What is asked
Extract every line from all of the entries below and reproduce each one word for word.

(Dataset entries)
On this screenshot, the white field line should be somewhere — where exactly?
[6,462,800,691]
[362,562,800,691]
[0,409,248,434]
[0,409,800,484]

Task answer
On this screenshot, the white field line should be somewhere — where exactly?
[6,462,800,691]
[362,562,800,691]
[0,409,248,434]
[0,409,800,484]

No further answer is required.